▶ [Extrait source]
───

La mobilité ajoutée des déplacements de position de CHUM KIU introduit également l’élève aux concepts de Référence  et de structure YUM/YEUNG  (le point de concentration inhérent et l’équilibre d’un mouvement) aussi bien qu’elle amène l’élève à être conscient de sa position par rapport à un adversaire au lieu que de ne prêter attention qu’à sa structure personnelle comme il le fait au niveau SIU LEEM TAU. En d’autres mots, la structure appliquée entre en jeu lorsque l’élève commence à apprendre comment les mouvement qu’il a perfectionné au premier niveau sont utilisés en combat réel.

Bon nombre de techniques trouvées dans la forme CHUM KIU sont conçues pour l’attaque et la défense à distance moyenne. Les coups de pieds sont également introduit durant cette phase de développement et avec eux, le principe de la défense de main/attaque de jambe simultanées. L’élève commence aussi l’étude des verrouillages articulaires (clés), le concept de ce qui est caché dans le mouvement CHUM KIU (un homophone en Chinois pour le nom de la forme mais qui signifie « couler le pont »). Les attaques de coude apparaissent sous différentes formes dont quelques uns peuvent être utilisés en défense avec un efficacité égale. En fait, la plupart des techniques du Wing Chun, bien qu’elles fonctionnent au premier abord en tant que blocage ou frappe, peuvent être utilisées des deux façons en fonction des circonstances. Par exemple, le principe de BOANG SAU comme illustré dans la seconde forme et qui est généralement imaginé comme étant un blocage (et qui sert en fait cette fonction la plupart du temps) peut également être interprété comme un coup de poing « undercut » vers le bas ou un piège d’épaule/une poussée de la paume à la mâchoire simultanés qui pourrait casser le cou de l’adversaire.

Au niveau CHUM KIU, l’élève apprend également davantage de la Théorie de la Ligne Centrale, des concepts de Pyramide (GUM TOP LAY) et de l’utilisation des lignes Mère horizontales de niveau de mains et de genoux. Il (ou elle) devient plus conscient de la ligne centrale et de ses implications sur le Structure et la Référence de deux combattants. A travers de nombreux exercices tels que LOP SAU, FON SAU et MUN SAU exécutés avec des déplacements variés, l’élève apprend à utiliser cette ligne de manière stratégique pour attaquer et défendre aussi bien que pour regagner la « ligne centrale intérieure » lorsque l’adversaire est en position d’avantage. Ces exercices développent aussi l’instinct de l’élève et sa capacité à utiliser le positionnement du corps afin d’exécuter des leviers qui supporterons la structure des mains. C’est ce qui est signifié par « YEE YING BOH SAU », un autre proverbe du Wing Chun souvent utilisé.

───

▶ [À faire]
Pouvez-vous recopier le passage de l'extrait sur le Chum Kiu situé entre « La mobilité ajoutée » et « en combat réel. », ces deux bornes comprises ? Les lignes qui suivent n'ont aucun rapport avec l'extrait sur le Chum Kiu.

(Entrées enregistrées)
───

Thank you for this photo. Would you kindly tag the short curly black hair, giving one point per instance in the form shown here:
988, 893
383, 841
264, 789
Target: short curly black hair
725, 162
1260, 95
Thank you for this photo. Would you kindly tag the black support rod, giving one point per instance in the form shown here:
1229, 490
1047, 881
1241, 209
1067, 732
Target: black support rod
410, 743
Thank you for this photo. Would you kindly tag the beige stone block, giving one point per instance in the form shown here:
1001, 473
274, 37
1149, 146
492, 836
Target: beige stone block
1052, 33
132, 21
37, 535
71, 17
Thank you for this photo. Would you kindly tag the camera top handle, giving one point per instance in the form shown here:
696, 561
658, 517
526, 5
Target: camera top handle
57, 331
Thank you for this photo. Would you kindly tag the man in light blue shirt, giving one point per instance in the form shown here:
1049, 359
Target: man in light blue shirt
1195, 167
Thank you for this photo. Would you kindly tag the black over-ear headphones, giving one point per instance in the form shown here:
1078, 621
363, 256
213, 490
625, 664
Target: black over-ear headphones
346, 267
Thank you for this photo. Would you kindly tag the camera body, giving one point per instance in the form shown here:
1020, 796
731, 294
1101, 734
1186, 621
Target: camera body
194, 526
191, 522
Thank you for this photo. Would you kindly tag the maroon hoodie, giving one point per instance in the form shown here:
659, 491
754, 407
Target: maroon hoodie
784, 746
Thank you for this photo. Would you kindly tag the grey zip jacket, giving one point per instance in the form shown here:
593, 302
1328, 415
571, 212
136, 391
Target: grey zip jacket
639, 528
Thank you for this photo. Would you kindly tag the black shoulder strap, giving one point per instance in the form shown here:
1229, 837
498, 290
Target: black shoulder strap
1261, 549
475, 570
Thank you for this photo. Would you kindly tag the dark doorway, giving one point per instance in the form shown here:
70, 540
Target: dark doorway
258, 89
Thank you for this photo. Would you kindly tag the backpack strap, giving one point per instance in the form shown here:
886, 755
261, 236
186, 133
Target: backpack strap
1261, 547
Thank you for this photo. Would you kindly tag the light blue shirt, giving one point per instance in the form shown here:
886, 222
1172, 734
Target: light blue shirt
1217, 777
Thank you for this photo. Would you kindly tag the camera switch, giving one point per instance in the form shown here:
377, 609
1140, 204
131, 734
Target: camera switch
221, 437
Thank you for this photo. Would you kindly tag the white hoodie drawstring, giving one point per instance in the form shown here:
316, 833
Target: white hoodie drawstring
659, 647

───

▶ [Réponse rédigée]
La mobilité ajoutée des déplacements de position de CHUM KIU introduit également l’élève aux concepts de Référence  et de structure YUM/YEUNG  (le point de concentration inhérent et l’équilibre d’un mouvement) aussi bien qu’elle amène l’élève à être conscient de sa position par rapport à un adversaire au lieu que de ne prêter attention qu’à sa structure personnelle comme il le fait au niveau SIU LEEM TAU. En d’autres mots, la structure appliquée entre en jeu lorsque l’élève commence à apprendre comment les mouvement qu’il a perfectionné au premier niveau sont utilisés en combat réel.